* [TASK TO COMPLETE]:
Reproduce each of the following lines word for word, keeping their order.

+-------+

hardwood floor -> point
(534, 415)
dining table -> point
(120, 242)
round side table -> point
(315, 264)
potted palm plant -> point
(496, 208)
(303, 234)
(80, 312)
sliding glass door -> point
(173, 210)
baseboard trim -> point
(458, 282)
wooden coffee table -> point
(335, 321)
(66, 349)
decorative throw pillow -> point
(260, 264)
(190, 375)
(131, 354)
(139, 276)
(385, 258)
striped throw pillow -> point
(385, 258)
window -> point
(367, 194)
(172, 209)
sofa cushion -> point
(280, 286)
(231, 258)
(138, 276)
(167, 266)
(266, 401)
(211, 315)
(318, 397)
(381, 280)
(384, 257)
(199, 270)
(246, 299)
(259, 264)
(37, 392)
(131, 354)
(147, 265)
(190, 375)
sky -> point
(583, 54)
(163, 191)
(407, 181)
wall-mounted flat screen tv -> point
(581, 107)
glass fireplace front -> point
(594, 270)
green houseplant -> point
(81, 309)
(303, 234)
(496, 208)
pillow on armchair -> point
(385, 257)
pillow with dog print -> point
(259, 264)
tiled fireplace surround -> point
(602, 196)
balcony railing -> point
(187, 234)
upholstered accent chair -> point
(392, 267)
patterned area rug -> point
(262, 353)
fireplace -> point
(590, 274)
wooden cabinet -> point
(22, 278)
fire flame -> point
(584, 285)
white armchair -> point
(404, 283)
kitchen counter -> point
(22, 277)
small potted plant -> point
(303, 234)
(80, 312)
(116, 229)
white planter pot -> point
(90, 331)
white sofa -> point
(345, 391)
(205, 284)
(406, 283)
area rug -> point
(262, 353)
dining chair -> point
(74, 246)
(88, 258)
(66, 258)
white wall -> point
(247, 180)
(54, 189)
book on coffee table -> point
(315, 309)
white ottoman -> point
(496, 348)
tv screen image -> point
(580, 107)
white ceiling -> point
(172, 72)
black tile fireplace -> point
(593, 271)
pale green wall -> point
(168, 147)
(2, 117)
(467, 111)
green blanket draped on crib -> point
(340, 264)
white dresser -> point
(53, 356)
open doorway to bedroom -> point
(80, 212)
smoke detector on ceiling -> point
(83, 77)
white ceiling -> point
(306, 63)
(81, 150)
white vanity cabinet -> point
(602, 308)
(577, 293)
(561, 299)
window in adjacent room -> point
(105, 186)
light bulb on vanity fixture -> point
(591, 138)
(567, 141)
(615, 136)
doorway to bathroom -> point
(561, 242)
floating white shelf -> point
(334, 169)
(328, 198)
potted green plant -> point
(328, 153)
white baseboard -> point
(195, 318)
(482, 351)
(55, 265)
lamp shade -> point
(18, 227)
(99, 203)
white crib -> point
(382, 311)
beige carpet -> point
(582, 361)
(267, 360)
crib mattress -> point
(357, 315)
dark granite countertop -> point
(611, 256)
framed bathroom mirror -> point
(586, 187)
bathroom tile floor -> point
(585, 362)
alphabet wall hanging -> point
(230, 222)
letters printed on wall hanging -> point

+-------+

* [SOLUTION FOR THIS EXERCISE]:
hardwood floor -> point
(534, 415)
dining table -> point
(120, 242)
round side table -> point
(315, 264)
potted palm plant -> point
(496, 208)
(303, 234)
(80, 312)
sliding glass door -> point
(173, 210)
baseboard trim -> point
(458, 282)
wooden coffee table -> point
(335, 321)
(66, 349)
decorative throw pillow -> point
(260, 264)
(190, 375)
(131, 354)
(139, 276)
(385, 258)
striped throw pillow -> point
(385, 258)
window -> point
(367, 194)
(172, 209)
sofa cushion -> point
(280, 286)
(231, 258)
(138, 276)
(167, 266)
(266, 401)
(211, 315)
(318, 397)
(381, 280)
(384, 257)
(199, 270)
(246, 299)
(259, 264)
(37, 392)
(131, 354)
(147, 265)
(190, 375)
sky -> point
(583, 54)
(163, 191)
(407, 181)
wall-mounted flat screen tv -> point
(581, 107)
glass fireplace front -> point
(594, 270)
green houseplant -> point
(81, 309)
(303, 234)
(496, 208)
pillow on armchair -> point
(385, 257)
pillow with dog print -> point
(259, 264)
tiled fireplace surround -> point
(602, 196)
balcony railing -> point
(187, 234)
upholstered accent chair -> point
(392, 267)
patterned area rug -> point
(262, 353)
fireplace -> point
(590, 274)
wooden cabinet -> point
(22, 278)
fire flame -> point
(584, 285)
white armchair -> point
(404, 283)
kitchen counter -> point
(22, 277)
small potted plant -> point
(303, 234)
(80, 312)
(116, 229)
white planter pot -> point
(90, 331)
white sofa -> point
(345, 391)
(205, 284)
(406, 283)
area rug -> point
(262, 353)
dining chair -> point
(74, 246)
(88, 258)
(66, 258)
white wall -> point
(247, 180)
(54, 189)
book on coffee table -> point
(315, 309)
white ottoman -> point
(496, 348)
tv screen image -> point
(580, 107)
white ceiling -> point
(172, 72)
black tile fireplace -> point
(593, 271)
pale green wall -> point
(168, 147)
(2, 117)
(467, 111)
green blanket draped on crib -> point
(340, 264)
white dresser -> point
(53, 356)
open doorway to bedroom -> point
(80, 212)
smoke detector on ceiling -> point
(83, 77)
white ceiling -> point
(306, 63)
(81, 150)
white vanity cabinet -> point
(602, 308)
(577, 293)
(561, 299)
window in adjacent room -> point
(105, 186)
light bulb on vanity fixture -> point
(591, 138)
(567, 141)
(615, 136)
doorway to bathroom -> point
(561, 242)
floating white shelf -> point
(334, 169)
(328, 198)
potted green plant -> point
(328, 153)
white baseboard -> point
(195, 318)
(482, 351)
(55, 265)
lamp shade -> point
(18, 227)
(99, 203)
white crib -> point
(382, 311)
beige carpet -> point
(582, 361)
(267, 360)
crib mattress -> point
(357, 315)
dark granite countertop -> point
(611, 256)
framed bathroom mirror -> point
(586, 187)
bathroom tile floor -> point
(585, 362)
alphabet wall hanging -> point
(230, 222)
letters printed on wall hanging -> point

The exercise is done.